Transcribe the listing below word for word, leaving out the pictures.

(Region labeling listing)
==============================

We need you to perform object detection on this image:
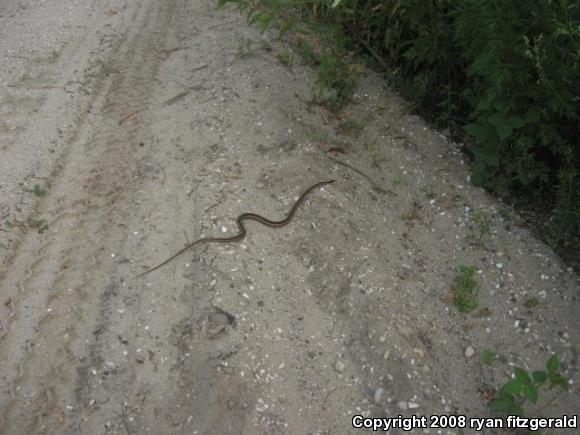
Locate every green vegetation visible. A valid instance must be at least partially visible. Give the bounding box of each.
[453,265,479,313]
[481,349,500,366]
[218,0,580,262]
[471,209,491,245]
[489,355,568,416]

==============================

__Exercise response__:
We need you to perform object detection on this image:
Locate every green vegetation visible. A valid instance must be at least partially visible. Give the bounding box of each.
[453,265,479,313]
[481,349,500,366]
[218,0,580,262]
[471,209,491,245]
[489,355,568,416]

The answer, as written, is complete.